GOAL >> Using the entries below, quote exactly the span of lines that begins with the line containing "of the forehead" and ends with the final line.

DATA ENTRIES >>
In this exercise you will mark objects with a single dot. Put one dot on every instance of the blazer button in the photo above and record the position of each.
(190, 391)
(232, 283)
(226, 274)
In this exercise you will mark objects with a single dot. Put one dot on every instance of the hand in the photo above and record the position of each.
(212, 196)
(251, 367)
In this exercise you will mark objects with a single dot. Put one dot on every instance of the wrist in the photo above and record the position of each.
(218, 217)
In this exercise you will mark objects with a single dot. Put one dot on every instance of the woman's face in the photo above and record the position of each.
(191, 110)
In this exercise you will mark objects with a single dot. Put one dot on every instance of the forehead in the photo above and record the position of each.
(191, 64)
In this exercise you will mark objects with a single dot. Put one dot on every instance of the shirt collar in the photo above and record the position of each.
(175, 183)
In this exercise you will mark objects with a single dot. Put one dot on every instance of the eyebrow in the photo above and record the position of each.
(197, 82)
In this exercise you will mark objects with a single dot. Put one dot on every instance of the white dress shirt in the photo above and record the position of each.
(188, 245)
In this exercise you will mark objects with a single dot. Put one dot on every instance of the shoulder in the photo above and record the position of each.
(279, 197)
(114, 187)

ANSWER BELOW >>
In this exercise you will mark objects with a single dot. Put one dot on every instance of the forehead in the photo above and record the position of each.
(191, 64)
In this exercise you will mark objects with a single dot. Put one dot on every instance of the shirt collar in the photo above and record the position of each.
(175, 183)
In this exercise you will mark objects with a single dot. Put one dot on every instance of the eyebrow in the photo above and record the position of each.
(197, 82)
In this exercise you will mark objects with a single dot. Put one dot on every instance of the white dress shirt in the photo above and record the position of each.
(188, 245)
In this exercise you will mark objects with a single dot. Put one dot on every instance of the shoulder in the photo above and record the position of each.
(279, 197)
(114, 187)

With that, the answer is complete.